§ **Description of the task**: Reproduce every line of the listing below exactly.

☆ ☆ ☆ ☆

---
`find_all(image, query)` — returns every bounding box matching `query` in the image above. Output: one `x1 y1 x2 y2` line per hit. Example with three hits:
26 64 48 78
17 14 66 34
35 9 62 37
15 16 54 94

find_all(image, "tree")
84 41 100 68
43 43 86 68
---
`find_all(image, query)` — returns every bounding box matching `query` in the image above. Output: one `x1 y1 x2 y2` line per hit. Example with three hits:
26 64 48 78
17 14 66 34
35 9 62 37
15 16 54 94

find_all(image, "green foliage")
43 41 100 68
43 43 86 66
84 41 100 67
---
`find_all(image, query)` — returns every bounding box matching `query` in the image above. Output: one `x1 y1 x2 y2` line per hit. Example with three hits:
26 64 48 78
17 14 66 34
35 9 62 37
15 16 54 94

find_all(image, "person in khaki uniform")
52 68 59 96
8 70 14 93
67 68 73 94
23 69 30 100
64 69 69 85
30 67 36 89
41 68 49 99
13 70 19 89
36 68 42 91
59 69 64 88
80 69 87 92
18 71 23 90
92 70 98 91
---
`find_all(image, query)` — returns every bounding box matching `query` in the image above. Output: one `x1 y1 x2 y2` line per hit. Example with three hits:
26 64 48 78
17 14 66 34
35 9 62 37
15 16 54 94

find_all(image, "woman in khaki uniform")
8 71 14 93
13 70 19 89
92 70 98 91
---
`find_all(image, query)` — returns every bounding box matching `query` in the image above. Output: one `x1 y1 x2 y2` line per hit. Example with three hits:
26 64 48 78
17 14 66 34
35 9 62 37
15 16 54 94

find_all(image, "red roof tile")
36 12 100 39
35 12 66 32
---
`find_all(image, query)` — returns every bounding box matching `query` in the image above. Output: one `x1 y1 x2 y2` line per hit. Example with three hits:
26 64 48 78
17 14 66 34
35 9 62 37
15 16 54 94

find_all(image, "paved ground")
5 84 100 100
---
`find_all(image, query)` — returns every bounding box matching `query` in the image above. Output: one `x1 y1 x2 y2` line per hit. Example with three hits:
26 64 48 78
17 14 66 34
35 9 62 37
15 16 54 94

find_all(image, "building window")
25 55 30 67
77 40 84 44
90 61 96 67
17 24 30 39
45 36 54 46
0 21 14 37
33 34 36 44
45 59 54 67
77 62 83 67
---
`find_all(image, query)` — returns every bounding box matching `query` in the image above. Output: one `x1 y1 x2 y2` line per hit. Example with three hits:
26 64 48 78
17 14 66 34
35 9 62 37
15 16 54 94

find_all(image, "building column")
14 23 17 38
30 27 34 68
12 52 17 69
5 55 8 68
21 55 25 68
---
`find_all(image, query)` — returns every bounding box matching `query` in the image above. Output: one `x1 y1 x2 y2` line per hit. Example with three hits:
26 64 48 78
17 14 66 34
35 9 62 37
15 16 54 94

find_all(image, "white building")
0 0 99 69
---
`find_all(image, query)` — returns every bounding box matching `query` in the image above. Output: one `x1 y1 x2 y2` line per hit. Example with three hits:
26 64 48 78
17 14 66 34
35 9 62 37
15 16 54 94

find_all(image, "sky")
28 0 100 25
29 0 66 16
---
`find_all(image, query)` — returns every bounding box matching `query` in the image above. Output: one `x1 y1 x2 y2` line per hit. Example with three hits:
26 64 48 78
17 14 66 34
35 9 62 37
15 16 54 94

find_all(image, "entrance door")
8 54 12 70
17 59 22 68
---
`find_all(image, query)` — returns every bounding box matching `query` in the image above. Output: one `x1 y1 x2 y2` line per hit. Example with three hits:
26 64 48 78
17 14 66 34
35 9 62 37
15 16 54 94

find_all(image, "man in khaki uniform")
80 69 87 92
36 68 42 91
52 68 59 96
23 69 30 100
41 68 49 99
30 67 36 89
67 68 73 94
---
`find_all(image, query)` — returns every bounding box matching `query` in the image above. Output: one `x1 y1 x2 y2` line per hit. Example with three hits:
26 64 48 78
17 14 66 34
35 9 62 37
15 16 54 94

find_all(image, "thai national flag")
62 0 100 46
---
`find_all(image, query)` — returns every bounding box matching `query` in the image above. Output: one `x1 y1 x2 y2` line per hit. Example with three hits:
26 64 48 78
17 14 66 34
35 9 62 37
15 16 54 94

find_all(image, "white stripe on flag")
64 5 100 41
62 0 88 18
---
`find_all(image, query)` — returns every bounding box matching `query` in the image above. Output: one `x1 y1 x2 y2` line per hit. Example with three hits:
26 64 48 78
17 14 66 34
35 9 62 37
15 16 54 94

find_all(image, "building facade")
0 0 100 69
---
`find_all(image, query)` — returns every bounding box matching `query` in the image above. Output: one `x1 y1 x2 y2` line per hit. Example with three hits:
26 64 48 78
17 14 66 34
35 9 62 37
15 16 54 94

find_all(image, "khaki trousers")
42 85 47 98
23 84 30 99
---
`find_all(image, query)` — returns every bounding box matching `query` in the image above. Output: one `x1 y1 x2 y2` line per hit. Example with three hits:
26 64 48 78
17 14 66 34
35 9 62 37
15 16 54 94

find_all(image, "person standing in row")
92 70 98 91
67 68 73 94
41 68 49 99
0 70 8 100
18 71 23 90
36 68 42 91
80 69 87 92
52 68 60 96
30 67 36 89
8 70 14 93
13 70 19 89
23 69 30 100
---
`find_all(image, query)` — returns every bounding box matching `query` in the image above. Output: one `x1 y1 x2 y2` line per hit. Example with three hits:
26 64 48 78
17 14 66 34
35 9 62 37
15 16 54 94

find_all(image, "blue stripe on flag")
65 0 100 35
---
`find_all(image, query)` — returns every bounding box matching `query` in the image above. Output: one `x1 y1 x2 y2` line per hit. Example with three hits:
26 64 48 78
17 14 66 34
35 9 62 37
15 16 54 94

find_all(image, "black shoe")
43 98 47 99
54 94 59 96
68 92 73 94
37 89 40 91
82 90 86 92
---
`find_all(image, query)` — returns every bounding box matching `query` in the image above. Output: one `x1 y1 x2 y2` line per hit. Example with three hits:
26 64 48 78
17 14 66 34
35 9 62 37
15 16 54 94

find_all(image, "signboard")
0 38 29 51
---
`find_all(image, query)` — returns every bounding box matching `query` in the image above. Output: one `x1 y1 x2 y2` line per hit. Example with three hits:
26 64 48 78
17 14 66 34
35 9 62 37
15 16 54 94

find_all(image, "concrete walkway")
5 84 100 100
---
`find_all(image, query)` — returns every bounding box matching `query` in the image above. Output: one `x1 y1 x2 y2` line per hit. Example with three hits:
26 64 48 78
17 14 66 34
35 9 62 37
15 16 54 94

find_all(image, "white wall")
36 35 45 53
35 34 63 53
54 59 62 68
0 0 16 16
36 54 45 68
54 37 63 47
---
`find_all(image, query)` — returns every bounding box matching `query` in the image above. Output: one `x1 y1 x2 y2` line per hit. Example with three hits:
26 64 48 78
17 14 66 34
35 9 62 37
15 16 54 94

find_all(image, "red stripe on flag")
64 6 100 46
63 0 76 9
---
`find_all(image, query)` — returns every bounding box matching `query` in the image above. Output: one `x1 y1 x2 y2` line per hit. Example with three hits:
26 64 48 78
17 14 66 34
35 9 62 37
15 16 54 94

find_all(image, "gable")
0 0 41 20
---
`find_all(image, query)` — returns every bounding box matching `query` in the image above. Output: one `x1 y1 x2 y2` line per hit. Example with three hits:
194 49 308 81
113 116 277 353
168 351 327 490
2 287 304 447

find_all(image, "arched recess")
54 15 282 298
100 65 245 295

☆ ☆ ☆ ☆

§ **Problem solution**:
---
`find_all(image, query)` — returns every bounding box matching `query` in the image above. Output: one `x1 y1 x2 y2` line per hit. Example with three hits:
26 64 48 78
17 14 66 34
35 9 62 37
15 16 54 94

find_all(image, "tree")
84 41 100 68
43 43 86 68
---
`find_all(image, query)` — returns every bounding box matching `query` in the image above. Output: one `x1 y1 x2 y2` line per hit. Example with three hits:
26 64 48 78
17 14 66 34
35 9 62 37
15 16 54 94

find_all(image, "green foliage")
43 41 100 68
43 43 86 66
84 41 100 67
---
`find_all(image, query)` — returns every bounding box matching `query` in the image above. Output: one `x1 y1 x2 y2` line per hit. Example with three hits:
26 64 48 78
17 14 66 34
35 9 62 37
15 16 54 94

find_all(image, "person in khaki uniform")
52 68 59 96
8 70 14 93
67 68 73 94
23 69 30 100
64 69 69 85
30 67 36 89
41 68 49 99
13 70 19 89
36 68 42 91
59 69 64 88
80 69 87 92
18 71 23 90
92 70 98 91
---
`find_all(image, query)` — returns every bounding box matching `query` in the image above. Output: one `x1 y1 x2 y2` line per hit. Example with three hits:
26 64 48 78
17 14 66 34
35 9 62 37
15 16 54 94

find_all(image, "woman in khaki uniform")
8 71 14 93
13 70 19 89
92 70 98 91
---
`find_all(image, query)` — returns every bounding box matching `query` in the image above. Output: one `x1 y1 x2 y2` line per hit. Example with three hits:
26 64 48 78
17 14 66 34
35 9 62 37
15 16 54 94

find_all(image, "red roof tile")
36 12 100 39
35 12 66 32
---
`find_all(image, query)` — returns every bounding box matching `query` in the image above. Output: one `x1 y1 x2 y2` line per hit. Example with three hits:
26 64 48 78
17 14 66 34
35 9 62 37
15 16 54 94

find_all(image, "paved ground")
5 84 100 100
---
`find_all(image, query)` — returns every bounding box matching `query` in the image above. Output: one `x1 y1 x2 y2` line per hit. Example with three hits:
26 64 48 78
17 14 66 34
35 9 62 37
15 16 54 94

find_all(image, "building window")
25 55 30 67
77 40 84 44
90 61 96 67
17 24 30 39
45 36 54 46
0 21 14 37
33 34 36 44
45 59 54 67
77 62 83 67
---
`find_all(image, query)` — returns every bounding box matching `query` in the image above. Output: one `x1 y1 x2 y2` line per hit. Example with three hits:
26 64 48 78
17 14 66 34
35 9 62 37
15 16 54 94

find_all(image, "building column")
14 23 17 38
30 27 34 68
12 52 17 69
5 55 8 68
21 55 25 68
---
`find_all(image, query)` — returns every bounding box matching `query` in the image above. Output: one `x1 y1 x2 y2` line per hit. Example with three hits:
26 64 48 78
17 14 66 34
35 9 62 37
15 16 54 94

find_all(image, "white building")
0 0 99 69
---
`find_all(image, query)` — returns every bounding box matching `query` in the image above. Output: one `x1 y1 x2 y2` line per hit. Example with three hits:
26 64 48 78
17 14 66 34
35 9 62 37
15 16 54 94

find_all(image, "sky")
28 0 100 25
29 0 66 16
---
`find_all(image, query)` — returns every bounding box matching `query` in the image above. Output: one `x1 y1 x2 y2` line per hit. Example with three hits:
26 64 48 78
17 14 66 34
35 9 62 37
15 16 54 94

find_all(image, "entrance door")
8 54 12 70
17 59 22 68
---
`find_all(image, query)` — returns every bounding box matching `query` in the image above. Output: one `x1 y1 x2 y2` line per hit. Example with three hits:
26 64 48 78
17 14 66 34
35 9 62 37
15 16 54 94

find_all(image, "man in khaki uniform")
80 69 87 92
36 68 42 91
52 68 59 96
23 69 30 100
41 68 49 99
30 67 36 89
67 68 73 94
---
`find_all(image, query)` — returns every bounding box matching `query` in the image above. Output: one `x1 y1 x2 y2` line per hit. Example with three hits:
26 64 48 78
17 14 66 34
35 9 62 37
15 16 54 94

find_all(image, "thai national flag")
62 0 100 46
---
`find_all(image, query)` — returns every bounding box matching `query` in the image above. Output: one `x1 y1 x2 y2` line per hit. Example with three hits:
26 64 48 78
17 14 66 34
35 9 62 37
15 16 54 94

find_all(image, "white stripe on flag")
64 5 100 41
62 0 88 18
---
`find_all(image, query)` — returns every bounding box matching `query` in the image above. Output: one `x1 y1 x2 y2` line per hit. Example with three hits:
26 64 48 78
17 14 66 34
35 9 62 37
15 16 54 94

find_all(image, "building facade")
0 0 100 69
---
`find_all(image, query)` — returns every bounding box matching `query` in the image above. Output: one `x1 y1 x2 y2` line per hit. Example with three hits:
26 64 48 78
17 14 66 34
35 9 62 37
15 16 54 94

find_all(image, "khaki trousers")
42 85 47 98
23 84 30 99
---
`find_all(image, query)` — returns every bounding box matching `query` in the image above. Output: one `x1 y1 x2 y2` line per hit. Example with three hits:
26 64 48 78
17 14 66 34
35 9 62 37
15 16 54 94

find_all(image, "person standing in row")
92 70 98 91
67 68 73 94
41 68 49 99
0 70 8 100
18 71 23 90
36 68 42 91
80 69 87 92
52 68 60 96
30 67 36 89
8 70 14 93
13 70 19 89
23 69 30 100
---
`find_all(image, query)` — returns every bounding box matching `query` in the image above. Output: one `x1 y1 x2 y2` line per hit. Example with three hits:
26 64 48 78
17 14 66 34
35 9 62 37
15 16 54 94

find_all(image, "blue stripe on flag")
65 0 100 35
---
`find_all(image, query)` — returns every bounding box matching `query` in the image above. Output: one `x1 y1 x2 y2` line per hit. Example with three hits:
26 64 48 78
17 14 66 34
35 9 62 37
15 16 54 94

find_all(image, "black shoe")
43 98 47 99
54 94 59 96
68 92 73 94
37 89 40 91
82 90 86 92
---
`find_all(image, query)` — returns every bounding box matching `query` in the image above. Output: one `x1 y1 x2 y2` line per hit. Example with three hits:
26 64 48 78
17 14 66 34
35 9 62 37
15 16 54 94

find_all(image, "signboard")
0 38 29 51
---
`find_all(image, query)` — returns every bounding box matching `query` in the image above. Output: one `x1 y1 x2 y2` line per hit. Example with three hits:
26 64 48 78
17 14 66 34
35 9 62 37
15 16 54 94

find_all(image, "concrete walkway")
5 84 100 100
---
`find_all(image, query)` — returns every bounding box matching `query` in the image above. Output: one `x1 y1 x2 y2` line per hit. Example with three hits:
26 64 48 78
17 14 66 34
35 9 62 37
15 16 54 94

find_all(image, "white wall")
36 35 45 53
35 34 63 53
54 59 62 68
0 0 16 16
36 54 45 68
54 37 63 47
---
`find_all(image, query)` — returns every bounding box matching `query` in the image above. Output: one `x1 y1 x2 y2` line per hit. Example with three hits:
26 64 48 78
17 14 66 34
35 9 62 37
15 16 54 94

find_all(image, "red stripe on flag")
64 6 100 46
63 0 76 9
---
`find_all(image, query)` — returns every bounding box matching `query` in the image above. Output: one `x1 y1 x2 y2` line per hit. Example with three hits:
26 64 48 78
17 14 66 34
35 9 62 37
15 16 54 94

find_all(image, "gable")
0 0 41 20
---
`find_all(image, query)` — returns every bounding box matching `query` in the image above. Output: one `x1 y1 x2 y2` line per hit. Example with three hits:
194 49 308 81
113 116 277 353
168 351 327 490
2 287 304 447

find_all(image, "arched recess")
54 15 282 298
100 65 245 295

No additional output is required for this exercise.